● **Task**
Pictures must be dropped from the copy of the entries below; all else is returned exactly.

● **Records for processing**
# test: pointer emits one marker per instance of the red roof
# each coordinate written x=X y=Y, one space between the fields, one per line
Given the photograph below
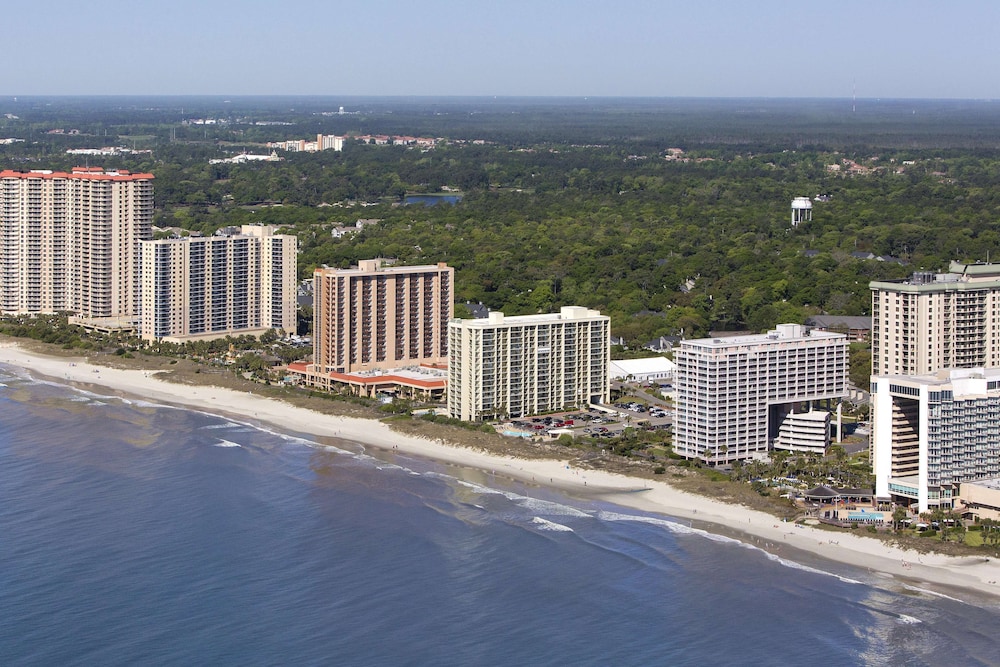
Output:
x=81 y=173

● **Response for this exercise**
# test: pointer emits one marker per instance of the red roof
# each coordinate written x=X y=Y, one space between the fields, one per line
Given the photograph below
Output:
x=81 y=173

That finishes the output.